» Request
Reproduce each of the lines below verbatim, without altering any character.
BEGIN
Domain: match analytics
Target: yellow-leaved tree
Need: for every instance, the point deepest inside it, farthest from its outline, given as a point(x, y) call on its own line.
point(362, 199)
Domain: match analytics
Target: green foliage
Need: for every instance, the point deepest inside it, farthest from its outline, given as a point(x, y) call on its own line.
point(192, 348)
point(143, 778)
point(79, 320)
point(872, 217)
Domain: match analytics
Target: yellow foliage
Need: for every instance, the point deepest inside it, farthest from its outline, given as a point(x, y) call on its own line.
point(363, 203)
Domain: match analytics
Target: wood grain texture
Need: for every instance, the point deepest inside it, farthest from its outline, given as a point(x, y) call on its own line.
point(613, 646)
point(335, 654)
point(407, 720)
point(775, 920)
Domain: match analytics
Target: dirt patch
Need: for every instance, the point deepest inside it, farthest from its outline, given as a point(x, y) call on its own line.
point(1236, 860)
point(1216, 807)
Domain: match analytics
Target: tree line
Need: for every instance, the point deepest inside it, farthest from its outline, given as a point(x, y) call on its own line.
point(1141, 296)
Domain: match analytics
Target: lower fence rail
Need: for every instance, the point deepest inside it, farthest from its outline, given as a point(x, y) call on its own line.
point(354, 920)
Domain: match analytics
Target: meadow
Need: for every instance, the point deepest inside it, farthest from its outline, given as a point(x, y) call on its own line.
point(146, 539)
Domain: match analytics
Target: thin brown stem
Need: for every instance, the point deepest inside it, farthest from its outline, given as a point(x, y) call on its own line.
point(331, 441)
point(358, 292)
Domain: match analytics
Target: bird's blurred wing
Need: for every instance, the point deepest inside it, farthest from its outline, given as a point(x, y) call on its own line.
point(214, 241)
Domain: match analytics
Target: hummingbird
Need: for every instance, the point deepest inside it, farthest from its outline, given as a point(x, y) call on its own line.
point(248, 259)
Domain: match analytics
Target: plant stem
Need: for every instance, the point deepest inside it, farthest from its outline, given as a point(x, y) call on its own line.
END
» Problem solution
Domain: match analytics
Target: yellow-leaved tree
Need: for every instance, the point deepest inside it, farthest from its outline, given as a point(x, y) call on its own line.
point(362, 199)
Domain: match analytics
Target: green foliage
Need: for every instance, the point deepest inside it, farthest from its outline, given as a point(x, y) call on its own line.
point(192, 348)
point(143, 778)
point(79, 320)
point(872, 217)
Domain: match analytics
Target: yellow foliage
Need: for every instance, the point deepest inside it, farthest from its outline, given as a point(x, y) call on its own line.
point(363, 203)
Domain: match analytics
Target: wood grain texture
Need: for every instance, the point deepest inside it, farthest from its outline, given as a point(x, y) call on its own line.
point(613, 646)
point(335, 654)
point(407, 720)
point(775, 920)
Domain: match analytics
Target: dirt patch
Need: for every instance, the point deepest inside it, farthest from its outline, given as a point(x, y) call on its own line.
point(1236, 860)
point(1216, 807)
Domain: match analytics
Target: tree line
Need: for every instance, the point deepest inside it, farthest from its outline, given as a point(x, y) call on its own line.
point(1141, 296)
Domain: match analytics
Target: lower fence rail
Need: for every instance, the point deepest inside it, farthest from its outline, given as a point(x, y) call on its own line.
point(354, 920)
Domain: match analytics
Target: meadow
Need: for every instance, the point deepest inside it, farthest from its outline, given as a point(x, y) call on its own line.
point(146, 539)
Domain: match analytics
Target: thin brown stem
Need: for every instance, the point deepest inside it, farthest from its outline, given as a point(x, y) call on its own line.
point(331, 441)
point(358, 292)
Domain: match analytics
Target: bird's blurred wing
Need: for every instance, the point deepest inside it, farthest from its outline, given as a point(x, y) call on its own line.
point(214, 241)
Domain: match analytics
Target: hummingbird
Need: for every instance, the point deepest inside it, farthest from its outline, given as a point(x, y) call on its own line.
point(248, 259)
Domain: match analytics
Target: plant stem
Need: for every instance, the point deepest inside it, farthest from its outline, given as a point(x, y) call on its own line.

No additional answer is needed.